### [Exercise]
In the records below, find the line containing "Target: yellow cloth with red stripes"; give it again exactly, along with every line that follows, and nothing else.

### [Given records]
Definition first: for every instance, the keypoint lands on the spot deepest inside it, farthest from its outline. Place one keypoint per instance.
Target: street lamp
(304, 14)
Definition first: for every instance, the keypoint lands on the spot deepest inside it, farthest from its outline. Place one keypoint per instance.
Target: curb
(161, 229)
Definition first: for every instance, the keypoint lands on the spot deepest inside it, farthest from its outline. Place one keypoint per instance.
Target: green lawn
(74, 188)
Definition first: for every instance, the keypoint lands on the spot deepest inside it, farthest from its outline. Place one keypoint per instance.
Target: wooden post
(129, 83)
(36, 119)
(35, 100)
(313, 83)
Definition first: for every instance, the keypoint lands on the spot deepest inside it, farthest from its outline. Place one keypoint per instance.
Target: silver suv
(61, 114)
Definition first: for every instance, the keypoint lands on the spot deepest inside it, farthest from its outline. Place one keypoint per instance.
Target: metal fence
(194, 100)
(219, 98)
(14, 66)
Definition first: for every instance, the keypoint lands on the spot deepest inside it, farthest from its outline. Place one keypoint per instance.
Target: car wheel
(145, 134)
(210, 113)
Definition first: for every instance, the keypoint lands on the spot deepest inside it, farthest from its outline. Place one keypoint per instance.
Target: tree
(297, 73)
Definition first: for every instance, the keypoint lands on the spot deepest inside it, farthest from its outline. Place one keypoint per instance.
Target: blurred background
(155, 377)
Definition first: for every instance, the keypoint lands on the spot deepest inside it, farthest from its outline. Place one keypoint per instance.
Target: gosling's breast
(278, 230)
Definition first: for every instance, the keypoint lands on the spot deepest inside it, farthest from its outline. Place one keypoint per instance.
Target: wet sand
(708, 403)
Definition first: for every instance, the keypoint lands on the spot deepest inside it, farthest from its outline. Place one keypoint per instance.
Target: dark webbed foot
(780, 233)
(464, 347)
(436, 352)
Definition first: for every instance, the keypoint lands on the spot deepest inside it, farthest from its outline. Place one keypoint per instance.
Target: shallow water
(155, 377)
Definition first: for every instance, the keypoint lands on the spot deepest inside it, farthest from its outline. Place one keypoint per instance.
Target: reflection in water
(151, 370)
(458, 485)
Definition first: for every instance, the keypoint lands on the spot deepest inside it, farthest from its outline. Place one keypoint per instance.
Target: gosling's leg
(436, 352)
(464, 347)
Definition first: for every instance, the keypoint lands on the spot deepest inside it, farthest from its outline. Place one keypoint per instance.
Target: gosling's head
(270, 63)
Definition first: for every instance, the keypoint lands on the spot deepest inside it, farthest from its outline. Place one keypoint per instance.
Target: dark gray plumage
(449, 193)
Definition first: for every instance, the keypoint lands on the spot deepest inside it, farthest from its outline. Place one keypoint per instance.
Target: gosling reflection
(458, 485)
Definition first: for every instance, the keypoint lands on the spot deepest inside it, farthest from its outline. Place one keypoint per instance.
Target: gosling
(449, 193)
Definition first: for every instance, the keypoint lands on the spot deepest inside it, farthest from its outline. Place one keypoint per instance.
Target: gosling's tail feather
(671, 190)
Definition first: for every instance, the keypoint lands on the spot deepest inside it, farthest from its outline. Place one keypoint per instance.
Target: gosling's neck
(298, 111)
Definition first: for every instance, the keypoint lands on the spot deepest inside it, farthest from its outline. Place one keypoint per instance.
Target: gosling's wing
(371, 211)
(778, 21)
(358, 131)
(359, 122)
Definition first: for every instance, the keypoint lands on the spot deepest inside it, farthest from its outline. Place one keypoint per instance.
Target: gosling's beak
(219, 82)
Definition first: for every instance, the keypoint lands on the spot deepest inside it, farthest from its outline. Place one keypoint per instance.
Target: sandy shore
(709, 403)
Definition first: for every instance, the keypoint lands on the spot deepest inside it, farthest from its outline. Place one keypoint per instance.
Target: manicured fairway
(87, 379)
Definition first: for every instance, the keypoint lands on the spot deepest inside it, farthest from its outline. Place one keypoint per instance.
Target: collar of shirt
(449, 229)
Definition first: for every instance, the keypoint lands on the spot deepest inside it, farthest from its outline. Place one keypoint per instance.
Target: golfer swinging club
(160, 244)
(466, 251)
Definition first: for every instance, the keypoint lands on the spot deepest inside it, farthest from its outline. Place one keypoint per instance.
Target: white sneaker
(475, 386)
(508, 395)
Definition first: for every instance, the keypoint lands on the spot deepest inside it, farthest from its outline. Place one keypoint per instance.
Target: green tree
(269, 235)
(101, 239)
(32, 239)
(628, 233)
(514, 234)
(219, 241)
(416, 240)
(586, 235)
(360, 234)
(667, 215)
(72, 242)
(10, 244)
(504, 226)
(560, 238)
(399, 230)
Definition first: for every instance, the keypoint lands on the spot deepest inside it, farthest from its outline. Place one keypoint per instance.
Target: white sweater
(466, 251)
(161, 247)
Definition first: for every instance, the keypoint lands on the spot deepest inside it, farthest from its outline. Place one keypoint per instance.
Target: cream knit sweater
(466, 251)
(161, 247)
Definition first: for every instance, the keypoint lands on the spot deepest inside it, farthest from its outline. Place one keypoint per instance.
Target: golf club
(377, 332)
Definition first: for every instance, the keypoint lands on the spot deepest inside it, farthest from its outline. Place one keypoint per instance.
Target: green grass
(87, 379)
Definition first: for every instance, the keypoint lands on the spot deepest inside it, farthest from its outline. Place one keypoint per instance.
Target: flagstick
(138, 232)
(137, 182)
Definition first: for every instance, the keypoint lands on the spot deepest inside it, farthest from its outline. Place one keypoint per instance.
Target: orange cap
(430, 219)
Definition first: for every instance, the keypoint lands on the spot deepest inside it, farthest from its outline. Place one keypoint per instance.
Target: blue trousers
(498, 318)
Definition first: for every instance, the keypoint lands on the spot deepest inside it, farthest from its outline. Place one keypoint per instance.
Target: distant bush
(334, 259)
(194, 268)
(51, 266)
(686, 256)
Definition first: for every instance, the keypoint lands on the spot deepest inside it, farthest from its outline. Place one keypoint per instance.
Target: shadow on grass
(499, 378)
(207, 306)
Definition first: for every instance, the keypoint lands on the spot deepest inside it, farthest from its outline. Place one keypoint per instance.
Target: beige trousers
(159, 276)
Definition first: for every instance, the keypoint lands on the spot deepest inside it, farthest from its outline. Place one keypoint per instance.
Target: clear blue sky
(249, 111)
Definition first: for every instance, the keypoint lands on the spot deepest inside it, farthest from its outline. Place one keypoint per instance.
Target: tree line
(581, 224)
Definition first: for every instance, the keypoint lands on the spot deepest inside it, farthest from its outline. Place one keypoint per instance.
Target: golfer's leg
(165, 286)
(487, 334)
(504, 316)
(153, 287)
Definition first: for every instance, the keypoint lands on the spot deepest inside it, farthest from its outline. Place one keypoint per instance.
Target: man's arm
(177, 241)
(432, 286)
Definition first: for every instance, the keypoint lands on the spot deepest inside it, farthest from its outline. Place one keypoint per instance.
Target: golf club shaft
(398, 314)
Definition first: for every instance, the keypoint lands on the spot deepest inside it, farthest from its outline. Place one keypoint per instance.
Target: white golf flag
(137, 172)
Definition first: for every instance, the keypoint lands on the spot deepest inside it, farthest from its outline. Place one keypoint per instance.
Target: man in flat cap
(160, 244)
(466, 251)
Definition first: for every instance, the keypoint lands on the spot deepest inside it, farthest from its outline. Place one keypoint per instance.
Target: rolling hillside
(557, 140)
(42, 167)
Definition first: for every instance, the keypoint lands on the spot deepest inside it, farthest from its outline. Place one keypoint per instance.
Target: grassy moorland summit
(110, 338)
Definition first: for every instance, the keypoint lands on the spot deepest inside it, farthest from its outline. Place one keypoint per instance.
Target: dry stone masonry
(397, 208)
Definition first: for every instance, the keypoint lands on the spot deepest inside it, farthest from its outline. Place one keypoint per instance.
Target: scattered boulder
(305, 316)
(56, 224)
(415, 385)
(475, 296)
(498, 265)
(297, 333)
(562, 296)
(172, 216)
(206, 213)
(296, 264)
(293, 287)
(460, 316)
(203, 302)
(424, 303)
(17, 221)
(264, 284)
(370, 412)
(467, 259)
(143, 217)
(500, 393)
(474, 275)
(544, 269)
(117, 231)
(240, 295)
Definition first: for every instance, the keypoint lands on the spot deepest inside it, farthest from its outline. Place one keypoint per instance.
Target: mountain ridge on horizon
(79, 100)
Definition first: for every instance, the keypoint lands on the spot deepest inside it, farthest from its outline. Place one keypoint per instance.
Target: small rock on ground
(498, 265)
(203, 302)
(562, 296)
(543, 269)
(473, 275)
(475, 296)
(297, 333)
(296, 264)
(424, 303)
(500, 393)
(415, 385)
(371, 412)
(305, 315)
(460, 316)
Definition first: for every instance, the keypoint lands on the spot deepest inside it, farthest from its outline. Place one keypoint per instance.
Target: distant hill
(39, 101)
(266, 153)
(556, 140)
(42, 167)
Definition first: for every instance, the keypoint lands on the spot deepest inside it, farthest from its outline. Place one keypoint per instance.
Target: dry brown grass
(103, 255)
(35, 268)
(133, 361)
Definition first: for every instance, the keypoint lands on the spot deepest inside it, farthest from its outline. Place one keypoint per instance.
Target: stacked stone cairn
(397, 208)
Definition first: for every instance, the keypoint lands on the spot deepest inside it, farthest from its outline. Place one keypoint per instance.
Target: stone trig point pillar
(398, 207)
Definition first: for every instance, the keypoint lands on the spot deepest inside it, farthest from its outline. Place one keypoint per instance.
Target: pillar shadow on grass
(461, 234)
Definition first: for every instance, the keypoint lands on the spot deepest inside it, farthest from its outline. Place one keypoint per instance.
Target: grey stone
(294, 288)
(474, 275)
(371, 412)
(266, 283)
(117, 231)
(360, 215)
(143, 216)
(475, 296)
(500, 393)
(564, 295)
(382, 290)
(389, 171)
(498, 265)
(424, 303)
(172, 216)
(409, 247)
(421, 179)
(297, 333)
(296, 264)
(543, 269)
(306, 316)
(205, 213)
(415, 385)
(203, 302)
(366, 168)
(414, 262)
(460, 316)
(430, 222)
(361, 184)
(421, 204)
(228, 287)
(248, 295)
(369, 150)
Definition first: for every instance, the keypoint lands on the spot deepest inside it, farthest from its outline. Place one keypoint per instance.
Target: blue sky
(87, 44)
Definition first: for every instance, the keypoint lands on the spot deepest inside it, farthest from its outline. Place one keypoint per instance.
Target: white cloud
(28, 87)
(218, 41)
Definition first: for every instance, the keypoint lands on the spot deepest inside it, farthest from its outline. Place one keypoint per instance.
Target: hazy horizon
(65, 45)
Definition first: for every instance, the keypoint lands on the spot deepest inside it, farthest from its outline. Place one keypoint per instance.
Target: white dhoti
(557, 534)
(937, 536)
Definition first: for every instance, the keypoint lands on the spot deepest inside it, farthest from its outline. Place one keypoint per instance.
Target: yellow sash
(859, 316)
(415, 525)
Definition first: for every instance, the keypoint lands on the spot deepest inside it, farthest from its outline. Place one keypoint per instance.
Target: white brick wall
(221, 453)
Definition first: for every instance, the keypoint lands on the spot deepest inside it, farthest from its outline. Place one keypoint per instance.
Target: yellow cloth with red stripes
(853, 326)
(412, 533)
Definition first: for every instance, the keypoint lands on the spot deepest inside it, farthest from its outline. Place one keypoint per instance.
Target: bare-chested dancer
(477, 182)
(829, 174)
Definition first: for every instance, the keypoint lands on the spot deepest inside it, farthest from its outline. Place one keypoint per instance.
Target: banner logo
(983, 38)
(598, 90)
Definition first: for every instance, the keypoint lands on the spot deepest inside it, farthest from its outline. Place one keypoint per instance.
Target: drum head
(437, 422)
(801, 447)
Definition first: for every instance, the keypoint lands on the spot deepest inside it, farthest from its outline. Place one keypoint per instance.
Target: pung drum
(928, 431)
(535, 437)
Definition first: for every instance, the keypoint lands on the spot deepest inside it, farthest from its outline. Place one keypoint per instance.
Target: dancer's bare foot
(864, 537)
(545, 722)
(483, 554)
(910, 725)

### [Result for this task]
Target: yellow cloth with red stripes
(853, 326)
(412, 533)
Definition first: for every instance, the keypoint lands on the spot deepest inside it, farthest from its outline. Place one keypoint per instance.
Target: bare-chested dancer
(477, 182)
(829, 174)
Definition first: for every instance, the keypoint lands on the spot deepest inside it, farthest from its outline. Place one keypoint per instance.
Target: banner logo
(983, 38)
(598, 90)
Definition first: for every instance, the keypoint lands on the spot deepest inside it, farthest from its outline. Place one keypoint per instance.
Target: drum head
(437, 422)
(801, 447)
Definition first: for every instance, the keypoint lands on the spot deepest inside it, farthest from its outline. Place one keypoint per instance.
Target: pung drum
(928, 431)
(535, 437)
Definition first: for every instance, the keypoint lands on the spot deepest inside it, farthest from its outline. Place one keypoint per instance.
Target: dancer's bare foot
(864, 537)
(545, 722)
(483, 554)
(910, 725)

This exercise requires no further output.